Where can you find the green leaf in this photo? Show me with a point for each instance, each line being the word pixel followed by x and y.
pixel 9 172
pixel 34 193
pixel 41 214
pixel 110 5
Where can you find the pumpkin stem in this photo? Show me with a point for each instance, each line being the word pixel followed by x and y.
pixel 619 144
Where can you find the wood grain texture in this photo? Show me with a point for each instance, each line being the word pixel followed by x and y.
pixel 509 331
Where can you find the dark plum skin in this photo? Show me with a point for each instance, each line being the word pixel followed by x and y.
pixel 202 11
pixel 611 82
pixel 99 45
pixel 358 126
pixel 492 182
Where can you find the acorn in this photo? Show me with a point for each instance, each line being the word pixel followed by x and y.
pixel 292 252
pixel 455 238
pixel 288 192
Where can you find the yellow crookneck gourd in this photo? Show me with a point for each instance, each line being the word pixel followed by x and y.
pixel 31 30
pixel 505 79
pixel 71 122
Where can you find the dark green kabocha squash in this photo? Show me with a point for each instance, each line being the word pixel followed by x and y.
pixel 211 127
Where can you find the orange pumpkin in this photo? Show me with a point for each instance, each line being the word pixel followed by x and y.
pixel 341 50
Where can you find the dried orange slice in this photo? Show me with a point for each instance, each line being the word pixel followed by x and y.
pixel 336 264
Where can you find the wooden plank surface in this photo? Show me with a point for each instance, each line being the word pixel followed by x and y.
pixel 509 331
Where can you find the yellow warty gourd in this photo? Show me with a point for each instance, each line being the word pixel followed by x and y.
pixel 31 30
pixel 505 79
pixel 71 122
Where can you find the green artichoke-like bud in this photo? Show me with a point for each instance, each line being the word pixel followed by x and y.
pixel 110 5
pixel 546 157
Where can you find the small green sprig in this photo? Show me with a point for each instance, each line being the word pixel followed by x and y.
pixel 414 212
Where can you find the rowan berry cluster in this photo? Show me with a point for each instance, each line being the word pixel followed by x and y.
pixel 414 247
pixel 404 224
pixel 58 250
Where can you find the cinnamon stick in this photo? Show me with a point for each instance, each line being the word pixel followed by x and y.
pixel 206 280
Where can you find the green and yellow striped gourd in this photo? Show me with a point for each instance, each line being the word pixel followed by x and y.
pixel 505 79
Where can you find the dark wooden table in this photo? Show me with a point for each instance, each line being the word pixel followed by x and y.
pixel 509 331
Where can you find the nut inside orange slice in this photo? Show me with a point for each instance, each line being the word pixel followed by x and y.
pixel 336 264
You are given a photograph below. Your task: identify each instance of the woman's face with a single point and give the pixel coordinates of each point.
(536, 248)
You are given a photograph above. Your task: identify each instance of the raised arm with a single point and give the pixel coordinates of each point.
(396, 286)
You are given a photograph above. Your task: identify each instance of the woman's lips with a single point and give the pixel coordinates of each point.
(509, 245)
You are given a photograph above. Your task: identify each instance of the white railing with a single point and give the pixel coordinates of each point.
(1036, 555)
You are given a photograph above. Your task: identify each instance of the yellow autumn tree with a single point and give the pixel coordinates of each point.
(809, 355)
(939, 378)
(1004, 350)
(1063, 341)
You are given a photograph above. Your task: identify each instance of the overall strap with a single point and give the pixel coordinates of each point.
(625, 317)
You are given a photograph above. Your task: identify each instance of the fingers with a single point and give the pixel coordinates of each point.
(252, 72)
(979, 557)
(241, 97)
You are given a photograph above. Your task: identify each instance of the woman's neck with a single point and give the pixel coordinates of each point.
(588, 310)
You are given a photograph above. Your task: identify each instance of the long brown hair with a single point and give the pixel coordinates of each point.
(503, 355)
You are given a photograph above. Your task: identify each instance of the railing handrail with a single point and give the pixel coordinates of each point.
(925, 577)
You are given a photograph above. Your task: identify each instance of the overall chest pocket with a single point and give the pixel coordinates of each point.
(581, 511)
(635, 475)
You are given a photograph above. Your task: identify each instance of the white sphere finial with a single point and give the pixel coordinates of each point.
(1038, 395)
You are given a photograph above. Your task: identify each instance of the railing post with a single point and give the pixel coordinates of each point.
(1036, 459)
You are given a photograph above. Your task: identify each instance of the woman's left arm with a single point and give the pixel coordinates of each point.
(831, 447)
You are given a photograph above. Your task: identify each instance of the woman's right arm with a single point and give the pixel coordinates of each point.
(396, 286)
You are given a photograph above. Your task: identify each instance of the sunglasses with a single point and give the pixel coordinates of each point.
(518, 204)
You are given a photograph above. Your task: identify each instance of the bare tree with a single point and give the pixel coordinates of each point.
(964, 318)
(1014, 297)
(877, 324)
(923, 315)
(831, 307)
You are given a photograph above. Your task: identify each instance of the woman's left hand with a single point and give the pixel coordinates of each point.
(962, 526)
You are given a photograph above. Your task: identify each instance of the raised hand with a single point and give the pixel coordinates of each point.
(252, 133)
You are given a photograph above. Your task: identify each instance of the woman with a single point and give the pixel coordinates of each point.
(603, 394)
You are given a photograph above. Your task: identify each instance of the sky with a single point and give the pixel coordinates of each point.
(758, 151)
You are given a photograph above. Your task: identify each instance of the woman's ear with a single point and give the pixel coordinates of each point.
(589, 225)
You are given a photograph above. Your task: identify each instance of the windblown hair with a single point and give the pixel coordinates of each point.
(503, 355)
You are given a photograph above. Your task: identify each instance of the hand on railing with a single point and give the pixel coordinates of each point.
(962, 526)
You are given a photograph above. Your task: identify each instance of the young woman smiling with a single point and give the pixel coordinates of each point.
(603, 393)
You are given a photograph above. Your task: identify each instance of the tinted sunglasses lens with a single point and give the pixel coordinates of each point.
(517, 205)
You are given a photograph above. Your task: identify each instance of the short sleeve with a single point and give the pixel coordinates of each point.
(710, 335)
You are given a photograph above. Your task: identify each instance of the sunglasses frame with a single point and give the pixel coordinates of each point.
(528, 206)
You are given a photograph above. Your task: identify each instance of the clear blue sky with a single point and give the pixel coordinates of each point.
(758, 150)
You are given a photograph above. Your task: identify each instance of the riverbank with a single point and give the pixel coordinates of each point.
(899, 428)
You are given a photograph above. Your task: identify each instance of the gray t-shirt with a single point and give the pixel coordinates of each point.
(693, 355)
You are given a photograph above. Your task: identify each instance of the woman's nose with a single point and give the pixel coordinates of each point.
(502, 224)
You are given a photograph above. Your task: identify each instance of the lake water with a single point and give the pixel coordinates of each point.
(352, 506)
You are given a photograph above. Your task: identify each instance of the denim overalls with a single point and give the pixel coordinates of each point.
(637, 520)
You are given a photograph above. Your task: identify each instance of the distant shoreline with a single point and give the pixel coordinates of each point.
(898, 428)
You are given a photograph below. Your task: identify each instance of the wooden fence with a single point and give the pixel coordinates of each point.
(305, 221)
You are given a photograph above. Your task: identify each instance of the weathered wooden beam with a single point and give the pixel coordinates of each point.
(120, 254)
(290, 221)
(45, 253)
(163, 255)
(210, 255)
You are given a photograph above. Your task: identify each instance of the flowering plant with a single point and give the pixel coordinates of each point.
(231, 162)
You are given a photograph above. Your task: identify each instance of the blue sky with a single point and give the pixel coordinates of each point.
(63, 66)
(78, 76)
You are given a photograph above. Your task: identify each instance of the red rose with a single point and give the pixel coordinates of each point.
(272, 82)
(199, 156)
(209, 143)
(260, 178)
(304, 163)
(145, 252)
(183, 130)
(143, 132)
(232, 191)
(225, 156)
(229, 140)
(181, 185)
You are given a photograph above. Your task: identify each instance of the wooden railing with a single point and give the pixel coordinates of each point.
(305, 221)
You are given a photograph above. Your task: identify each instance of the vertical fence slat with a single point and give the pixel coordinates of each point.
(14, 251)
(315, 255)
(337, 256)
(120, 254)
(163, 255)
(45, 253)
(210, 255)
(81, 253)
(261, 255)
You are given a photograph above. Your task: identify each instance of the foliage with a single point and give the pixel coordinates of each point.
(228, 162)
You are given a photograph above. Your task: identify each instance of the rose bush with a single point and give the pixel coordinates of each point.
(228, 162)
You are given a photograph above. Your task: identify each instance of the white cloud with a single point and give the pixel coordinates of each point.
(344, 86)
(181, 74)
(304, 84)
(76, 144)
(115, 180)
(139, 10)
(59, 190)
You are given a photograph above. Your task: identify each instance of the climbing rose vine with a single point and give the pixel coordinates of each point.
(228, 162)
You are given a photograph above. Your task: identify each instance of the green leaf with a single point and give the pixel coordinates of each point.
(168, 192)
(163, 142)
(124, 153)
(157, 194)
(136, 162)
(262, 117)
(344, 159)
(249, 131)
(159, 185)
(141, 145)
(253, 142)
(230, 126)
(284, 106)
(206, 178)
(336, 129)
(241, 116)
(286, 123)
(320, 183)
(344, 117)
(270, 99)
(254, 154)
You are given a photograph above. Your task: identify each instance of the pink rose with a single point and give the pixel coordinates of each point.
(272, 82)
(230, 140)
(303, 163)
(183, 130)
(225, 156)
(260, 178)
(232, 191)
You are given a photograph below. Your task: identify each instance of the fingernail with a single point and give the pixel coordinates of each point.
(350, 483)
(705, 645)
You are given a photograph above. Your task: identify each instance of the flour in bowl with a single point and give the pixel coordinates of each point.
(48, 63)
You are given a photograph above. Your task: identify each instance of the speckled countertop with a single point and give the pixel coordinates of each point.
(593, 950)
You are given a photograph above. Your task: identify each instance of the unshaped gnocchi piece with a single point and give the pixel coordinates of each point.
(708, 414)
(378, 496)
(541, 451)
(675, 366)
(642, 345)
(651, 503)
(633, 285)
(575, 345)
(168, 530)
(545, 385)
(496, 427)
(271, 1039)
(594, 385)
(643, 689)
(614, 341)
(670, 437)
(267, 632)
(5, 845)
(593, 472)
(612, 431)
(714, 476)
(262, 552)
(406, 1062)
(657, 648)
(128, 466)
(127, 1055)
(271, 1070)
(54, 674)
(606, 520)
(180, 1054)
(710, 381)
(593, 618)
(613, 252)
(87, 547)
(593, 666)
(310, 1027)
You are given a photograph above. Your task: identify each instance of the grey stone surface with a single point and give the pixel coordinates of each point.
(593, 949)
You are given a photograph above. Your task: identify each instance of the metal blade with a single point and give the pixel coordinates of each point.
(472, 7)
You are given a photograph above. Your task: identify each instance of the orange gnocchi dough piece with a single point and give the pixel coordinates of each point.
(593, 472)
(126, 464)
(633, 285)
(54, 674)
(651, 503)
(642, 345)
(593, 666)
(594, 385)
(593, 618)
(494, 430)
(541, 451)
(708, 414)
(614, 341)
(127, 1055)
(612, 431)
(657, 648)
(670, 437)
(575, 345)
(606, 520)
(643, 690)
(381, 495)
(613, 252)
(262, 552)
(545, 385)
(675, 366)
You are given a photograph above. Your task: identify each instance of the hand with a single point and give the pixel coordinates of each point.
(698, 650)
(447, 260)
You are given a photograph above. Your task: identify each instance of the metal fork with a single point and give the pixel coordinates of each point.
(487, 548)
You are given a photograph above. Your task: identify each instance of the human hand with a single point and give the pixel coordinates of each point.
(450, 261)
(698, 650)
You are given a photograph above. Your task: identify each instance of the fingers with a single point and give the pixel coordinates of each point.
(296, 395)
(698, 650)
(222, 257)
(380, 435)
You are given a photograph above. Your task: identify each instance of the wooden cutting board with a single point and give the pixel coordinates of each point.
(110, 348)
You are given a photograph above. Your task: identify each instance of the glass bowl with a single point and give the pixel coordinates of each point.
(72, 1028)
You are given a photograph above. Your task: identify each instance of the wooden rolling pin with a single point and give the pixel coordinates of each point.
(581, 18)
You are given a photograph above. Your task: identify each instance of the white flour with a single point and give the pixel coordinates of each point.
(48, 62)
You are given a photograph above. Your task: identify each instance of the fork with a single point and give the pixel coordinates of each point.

* _YOUR GOAL_
Write out again, exactly, the lines from the one holding "of the human" through the end of the listing, with both ends included.

* _COMPLETED TASK_
You are given a photograph above. Your task: identify each instance of the human hand with a single point and give the pixel coordinates of each point.
(450, 261)
(698, 650)
You are given a photograph above. Your task: identify each instance of the fingers with a single point and give the pixel coordinates of each point.
(296, 395)
(698, 650)
(222, 257)
(380, 435)
You are given a photograph above. Your task: identify each instance of the wooden cutting board with a single point and give the pixel coordinates of each point.
(110, 348)
You are given a photograph above. Your task: identify each instance of the glass bowl with a single point and give the pixel coordinates of each point.
(72, 1028)
You are given a photograph above. Your task: identify each instance of the wooden rolling pin with a single point and give the pixel coordinates of each point.
(581, 18)
You are given a photograph above. Your task: identify each instance of the white flour with a single point and give the pixel coordinates of each point.
(48, 62)
You are given a photograph above. Your task: identify each instance of the fork with a single point and give the pixel coordinates of each point.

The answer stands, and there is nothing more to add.